▶ _ENTRIES PROVIDED_
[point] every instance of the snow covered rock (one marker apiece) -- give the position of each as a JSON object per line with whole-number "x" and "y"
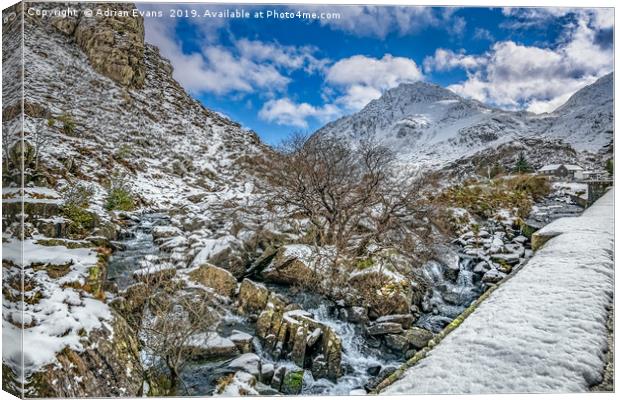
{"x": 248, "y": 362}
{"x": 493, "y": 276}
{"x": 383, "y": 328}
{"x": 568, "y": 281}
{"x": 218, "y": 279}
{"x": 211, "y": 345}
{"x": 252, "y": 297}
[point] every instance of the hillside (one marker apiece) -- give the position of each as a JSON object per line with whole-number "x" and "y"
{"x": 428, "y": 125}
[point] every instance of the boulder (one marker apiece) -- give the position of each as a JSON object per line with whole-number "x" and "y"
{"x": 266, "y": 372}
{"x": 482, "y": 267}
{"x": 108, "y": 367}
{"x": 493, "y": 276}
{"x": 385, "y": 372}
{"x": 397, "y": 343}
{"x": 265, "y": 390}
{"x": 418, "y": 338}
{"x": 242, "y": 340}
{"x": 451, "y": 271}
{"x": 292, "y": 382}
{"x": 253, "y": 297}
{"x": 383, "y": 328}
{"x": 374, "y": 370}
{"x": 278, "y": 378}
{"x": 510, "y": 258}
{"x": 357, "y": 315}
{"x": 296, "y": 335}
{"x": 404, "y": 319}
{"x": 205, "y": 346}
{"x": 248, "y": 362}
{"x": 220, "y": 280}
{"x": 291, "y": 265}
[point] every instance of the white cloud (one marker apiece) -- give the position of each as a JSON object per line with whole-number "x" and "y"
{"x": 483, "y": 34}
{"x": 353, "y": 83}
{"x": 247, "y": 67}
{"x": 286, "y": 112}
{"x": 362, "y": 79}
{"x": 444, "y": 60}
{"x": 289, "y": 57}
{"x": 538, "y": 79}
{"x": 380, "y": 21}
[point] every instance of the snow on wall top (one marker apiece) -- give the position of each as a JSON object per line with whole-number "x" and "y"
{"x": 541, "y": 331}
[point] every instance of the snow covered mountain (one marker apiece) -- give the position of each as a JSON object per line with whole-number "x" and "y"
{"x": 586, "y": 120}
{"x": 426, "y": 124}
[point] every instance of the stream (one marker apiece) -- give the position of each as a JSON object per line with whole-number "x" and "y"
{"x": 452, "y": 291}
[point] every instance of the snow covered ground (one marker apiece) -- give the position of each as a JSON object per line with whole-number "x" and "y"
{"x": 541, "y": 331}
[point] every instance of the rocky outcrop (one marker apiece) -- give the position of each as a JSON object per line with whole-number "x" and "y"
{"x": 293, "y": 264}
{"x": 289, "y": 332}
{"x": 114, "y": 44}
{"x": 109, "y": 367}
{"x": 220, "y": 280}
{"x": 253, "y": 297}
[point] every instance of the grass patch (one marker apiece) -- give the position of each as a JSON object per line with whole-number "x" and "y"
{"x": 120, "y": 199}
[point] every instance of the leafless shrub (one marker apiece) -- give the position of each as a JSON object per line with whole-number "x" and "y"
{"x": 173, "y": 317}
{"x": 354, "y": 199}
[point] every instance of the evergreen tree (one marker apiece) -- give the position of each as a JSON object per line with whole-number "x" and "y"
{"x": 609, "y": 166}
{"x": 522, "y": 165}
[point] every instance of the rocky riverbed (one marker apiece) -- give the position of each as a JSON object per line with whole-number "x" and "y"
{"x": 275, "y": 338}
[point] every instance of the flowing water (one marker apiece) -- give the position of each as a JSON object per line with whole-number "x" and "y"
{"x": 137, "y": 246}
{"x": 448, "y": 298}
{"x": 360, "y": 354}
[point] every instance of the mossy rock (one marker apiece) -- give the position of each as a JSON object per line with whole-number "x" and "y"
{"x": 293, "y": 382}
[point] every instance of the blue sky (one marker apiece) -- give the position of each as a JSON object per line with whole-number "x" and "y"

▶ _WORK REQUIRED_
Set down every line of the entries above again, exactly as written, but not the pictures.

▶ _OUTPUT OF THE EXERCISE_
[point] every instance of the snow covered rock (one marker apiece) -- give the position of each as a JSON object per line with whole-number "x" and "y"
{"x": 248, "y": 362}
{"x": 493, "y": 276}
{"x": 383, "y": 328}
{"x": 568, "y": 281}
{"x": 218, "y": 279}
{"x": 211, "y": 345}
{"x": 252, "y": 297}
[point] every instance of the hillside (one marker apiece) -- give the position of each as a JSON object per line with whole-number "x" and "y"
{"x": 428, "y": 125}
[point] every instance of the boulder (one marker apiece) -- give the position of each as a JSON object per line with whole-number "x" and "y"
{"x": 266, "y": 372}
{"x": 482, "y": 267}
{"x": 108, "y": 367}
{"x": 493, "y": 276}
{"x": 385, "y": 372}
{"x": 397, "y": 343}
{"x": 265, "y": 390}
{"x": 418, "y": 338}
{"x": 242, "y": 340}
{"x": 451, "y": 271}
{"x": 292, "y": 382}
{"x": 253, "y": 297}
{"x": 383, "y": 328}
{"x": 374, "y": 370}
{"x": 278, "y": 378}
{"x": 510, "y": 258}
{"x": 357, "y": 315}
{"x": 296, "y": 335}
{"x": 404, "y": 319}
{"x": 205, "y": 346}
{"x": 248, "y": 362}
{"x": 220, "y": 280}
{"x": 291, "y": 265}
[point] every instance of the white cloud (one marker apiece) -- give the position of each as a JSON object per line with whole-number "x" and "y"
{"x": 483, "y": 34}
{"x": 353, "y": 83}
{"x": 247, "y": 67}
{"x": 286, "y": 112}
{"x": 362, "y": 79}
{"x": 444, "y": 60}
{"x": 289, "y": 57}
{"x": 538, "y": 79}
{"x": 380, "y": 21}
[point] every instance of the snow on wall top (one marker apiece) -- give the position of each as a JSON object per line with whole-number "x" and "y"
{"x": 541, "y": 331}
[point] every instance of the snow covered mountain (one marker apiece) -- give the position of each as a JSON object per line with whole-number "x" and "y"
{"x": 586, "y": 120}
{"x": 426, "y": 124}
[point] every instance of the stream (one marker apiece) -- give the position of each as a JSON object per line with whole-number "x" and "y"
{"x": 452, "y": 291}
[point] every instance of the snow covered ground (one marker apiece) -- give the position of each as a JSON object per line with whole-number "x" and "y"
{"x": 541, "y": 331}
[point] every instance of the rocky outcrop (one marker apiece) -- give the position of each as a JSON object per line with whole-number "x" and "y"
{"x": 293, "y": 264}
{"x": 289, "y": 332}
{"x": 114, "y": 44}
{"x": 109, "y": 367}
{"x": 220, "y": 280}
{"x": 253, "y": 297}
[point] every instance of the grass patch (one marker apiece) -- give the position of each as a JSON object per line with whole-number "x" and "y"
{"x": 120, "y": 199}
[point] every instance of the leafless shrub (one marker apiece) -- give the position of each as a JSON object per line with whole-number "x" and "y"
{"x": 173, "y": 317}
{"x": 354, "y": 199}
[point] every instance of the evergreen tree (one marker apiece) -- give the position of each as a JSON object per line with whole-number "x" and "y"
{"x": 609, "y": 166}
{"x": 522, "y": 165}
[point] every instance of the rocky riverbed (one marker apiece) -- give the position of each as a JSON object per line with whole-number "x" and "y"
{"x": 275, "y": 338}
[point] every instance of the flowing water (one marker apiece) -- give the position of each as a JSON object per line with whole-number "x" and "y"
{"x": 137, "y": 246}
{"x": 448, "y": 298}
{"x": 360, "y": 354}
[point] every instance of the mossy rock (one marker apiece) -- give the position of each as a JSON object per line with whole-number "x" and "y"
{"x": 293, "y": 382}
[point] every instance of the blue sky (one marker apiece) -- give the position of each as a JSON object per line with whole-number "x" and "y"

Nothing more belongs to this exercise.